» **Exercise requirements**:
Carry the essay on marriage and civil rights forward from its last sentence, keeping its argument and tone.
━━━ Text under study
It is incredibly insulting to have civil rights put up to a popular vote. This measure is just as absurd as voting on the legality of interracial or interfaith marriages.

Marriage, in the context of our government, is a civil contract separate from any religious institution serving to ensure a couple’s ability to file joint tax returns, obtain inheritance rights, adopt children, acquire discounted insurance, visit each other in the hospital, and reap Social Security benefits. Just as importantly, marriage is perceived to embrace stability and societal respect with its focus residing in a couple’s love and commitment.

Some consider marriage to be an immutable institution that has remained static for centuries. In fact, this is far from the truth: Marriage has changed throughout history to better reflect the ideals of society.

In America, the land of liberty and justice for all, the change has been rapid as society distances itself from a Biblical interpretation. We have embraced the acceptance of interfaith and non-religious marriages as well as the establishment of divorce to allow the unhappily wed to part ways.

Even in recent times, marriage has been revised for the better. In 1967, the US Supreme Court, in Loving v. Virginia, ruled in favor of eliminating all forms of race-based legal restrictions on marriage. No longer does race serve as a barrier to marriage. In 1993, North Carolina became the last state to criminalize marital rape. No longer can one have sex with her or his spouse against the spouse’s will.

While these changes are explicitly prohibited by some religions, our society has grown to support these attributes as ways to better foster happiness for all. Did changes result in the upheaval and destruction of marriage? No; they improved it.
━━━━━━
━━━ Material shown
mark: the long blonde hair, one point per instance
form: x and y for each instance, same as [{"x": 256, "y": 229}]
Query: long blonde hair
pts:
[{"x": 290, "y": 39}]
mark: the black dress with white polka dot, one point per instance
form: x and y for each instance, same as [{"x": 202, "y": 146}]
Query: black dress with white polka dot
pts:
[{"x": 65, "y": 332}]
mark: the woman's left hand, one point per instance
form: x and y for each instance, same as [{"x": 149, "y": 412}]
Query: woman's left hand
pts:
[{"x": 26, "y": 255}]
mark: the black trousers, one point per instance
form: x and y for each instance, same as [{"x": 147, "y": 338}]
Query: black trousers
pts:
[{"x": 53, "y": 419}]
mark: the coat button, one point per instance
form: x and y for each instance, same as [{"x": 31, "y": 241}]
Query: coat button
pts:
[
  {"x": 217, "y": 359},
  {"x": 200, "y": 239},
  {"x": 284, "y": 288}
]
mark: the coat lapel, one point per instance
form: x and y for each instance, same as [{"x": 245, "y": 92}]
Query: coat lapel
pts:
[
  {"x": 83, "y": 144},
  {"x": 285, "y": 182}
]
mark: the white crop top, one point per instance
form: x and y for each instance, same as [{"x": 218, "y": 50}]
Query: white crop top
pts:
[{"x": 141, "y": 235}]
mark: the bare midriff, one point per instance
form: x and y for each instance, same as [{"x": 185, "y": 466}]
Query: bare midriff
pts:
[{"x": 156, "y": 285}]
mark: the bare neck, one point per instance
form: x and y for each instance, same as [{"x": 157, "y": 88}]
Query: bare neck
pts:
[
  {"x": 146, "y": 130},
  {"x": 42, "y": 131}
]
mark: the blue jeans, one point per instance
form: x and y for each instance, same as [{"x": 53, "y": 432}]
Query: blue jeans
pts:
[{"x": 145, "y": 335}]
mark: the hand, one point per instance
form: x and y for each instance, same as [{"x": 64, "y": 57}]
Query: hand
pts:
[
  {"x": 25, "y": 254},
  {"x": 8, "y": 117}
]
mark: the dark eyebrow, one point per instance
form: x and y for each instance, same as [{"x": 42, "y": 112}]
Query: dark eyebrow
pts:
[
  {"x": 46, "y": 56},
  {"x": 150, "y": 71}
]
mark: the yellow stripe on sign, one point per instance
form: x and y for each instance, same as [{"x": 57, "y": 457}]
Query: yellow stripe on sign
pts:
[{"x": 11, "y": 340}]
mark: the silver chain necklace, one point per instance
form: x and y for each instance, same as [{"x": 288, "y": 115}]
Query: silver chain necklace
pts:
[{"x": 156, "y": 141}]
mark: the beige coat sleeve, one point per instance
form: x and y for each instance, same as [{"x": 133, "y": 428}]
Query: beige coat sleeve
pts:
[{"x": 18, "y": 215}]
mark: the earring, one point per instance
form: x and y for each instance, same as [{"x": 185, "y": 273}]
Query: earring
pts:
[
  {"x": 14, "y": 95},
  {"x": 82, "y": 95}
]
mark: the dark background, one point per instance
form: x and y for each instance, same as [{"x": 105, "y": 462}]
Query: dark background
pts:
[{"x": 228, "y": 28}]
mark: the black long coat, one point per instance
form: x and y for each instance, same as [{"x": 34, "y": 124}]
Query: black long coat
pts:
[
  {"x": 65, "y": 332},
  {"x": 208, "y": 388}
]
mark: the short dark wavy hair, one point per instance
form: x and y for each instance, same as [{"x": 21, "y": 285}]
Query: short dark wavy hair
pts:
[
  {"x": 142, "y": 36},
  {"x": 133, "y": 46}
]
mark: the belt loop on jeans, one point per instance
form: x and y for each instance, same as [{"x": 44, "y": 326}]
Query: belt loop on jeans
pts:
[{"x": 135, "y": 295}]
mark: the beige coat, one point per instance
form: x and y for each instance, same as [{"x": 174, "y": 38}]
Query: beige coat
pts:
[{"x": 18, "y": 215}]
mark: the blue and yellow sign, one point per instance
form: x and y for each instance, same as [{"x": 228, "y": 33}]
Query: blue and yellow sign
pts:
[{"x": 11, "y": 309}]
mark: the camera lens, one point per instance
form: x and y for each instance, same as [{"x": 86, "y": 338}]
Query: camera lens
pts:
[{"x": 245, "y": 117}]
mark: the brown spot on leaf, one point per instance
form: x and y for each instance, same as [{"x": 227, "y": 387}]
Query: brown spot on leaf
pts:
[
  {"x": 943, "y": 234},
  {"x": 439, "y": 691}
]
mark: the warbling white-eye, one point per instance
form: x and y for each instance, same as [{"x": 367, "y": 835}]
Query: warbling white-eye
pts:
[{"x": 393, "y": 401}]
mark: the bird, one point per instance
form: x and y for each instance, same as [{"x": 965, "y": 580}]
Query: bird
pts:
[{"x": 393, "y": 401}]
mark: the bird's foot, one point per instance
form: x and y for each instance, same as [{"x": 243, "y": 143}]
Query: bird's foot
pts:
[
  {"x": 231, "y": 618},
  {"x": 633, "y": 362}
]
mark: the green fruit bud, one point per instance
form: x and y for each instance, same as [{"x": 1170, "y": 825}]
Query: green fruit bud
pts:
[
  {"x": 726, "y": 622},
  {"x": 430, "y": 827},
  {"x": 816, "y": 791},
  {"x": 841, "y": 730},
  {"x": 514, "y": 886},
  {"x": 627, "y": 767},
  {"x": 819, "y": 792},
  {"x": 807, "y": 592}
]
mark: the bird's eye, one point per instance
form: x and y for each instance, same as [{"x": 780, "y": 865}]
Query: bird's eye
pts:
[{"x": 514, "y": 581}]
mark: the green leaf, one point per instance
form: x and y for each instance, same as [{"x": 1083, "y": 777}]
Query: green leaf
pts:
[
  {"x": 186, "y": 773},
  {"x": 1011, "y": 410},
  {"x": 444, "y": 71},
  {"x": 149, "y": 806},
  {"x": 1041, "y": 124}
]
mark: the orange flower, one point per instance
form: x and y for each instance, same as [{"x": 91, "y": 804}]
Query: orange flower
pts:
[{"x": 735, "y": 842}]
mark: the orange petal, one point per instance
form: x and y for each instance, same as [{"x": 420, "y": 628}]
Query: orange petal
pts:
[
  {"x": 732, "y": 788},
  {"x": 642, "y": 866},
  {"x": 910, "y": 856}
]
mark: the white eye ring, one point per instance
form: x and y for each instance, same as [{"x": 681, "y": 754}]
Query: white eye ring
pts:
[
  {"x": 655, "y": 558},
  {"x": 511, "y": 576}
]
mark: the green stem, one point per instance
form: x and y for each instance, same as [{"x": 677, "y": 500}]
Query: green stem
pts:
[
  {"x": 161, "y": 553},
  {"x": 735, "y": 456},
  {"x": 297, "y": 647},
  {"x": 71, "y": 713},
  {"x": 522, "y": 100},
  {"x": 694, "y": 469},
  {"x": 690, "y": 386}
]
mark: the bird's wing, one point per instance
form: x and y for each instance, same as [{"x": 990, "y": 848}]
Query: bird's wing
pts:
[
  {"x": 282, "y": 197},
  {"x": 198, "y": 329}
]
━━━━━━
» **Response below**:
It’s been argued that protecting families and children is best accomplished by upholding “traditional” marriage — restricting its definition to one man and one woman. But in a relationship of love and commitment (the foundation of marriage), a couple’s gender should not serve as a barrier.

There is no better way to protect families than to encourage committed and loving couples, regardless of sex, to enter into marriage. Same-sex marriages protect children by providing an option for orphanages across the country seeking a stable, supportive family to raise children.

Conservatives often balk at the notion of pride parades with gay people brazenly flaunting their sexuality. This is exactly why conservatives should be thrilled to know there are gay people who want to marry and change the gay stereotype. Conservatives should be pleased that gay people are embracing the values of family to such a degree that they wish to create one of their own.

Here in Iowa, we’re aware that over the past two years the reputation of marriage has not been tarnished by including gay people. Thousands of joyful couples have benefited from the 2009 Iowa Supreme Court ruling prohibiting a ban on same-sex marriage.

Let’s be proud that Iowa was leads the way on equality, but we must also understand that the freedom to marry will not be retained without support and awareness.

Ryan Teahen is a student in the UI College of Dentistry.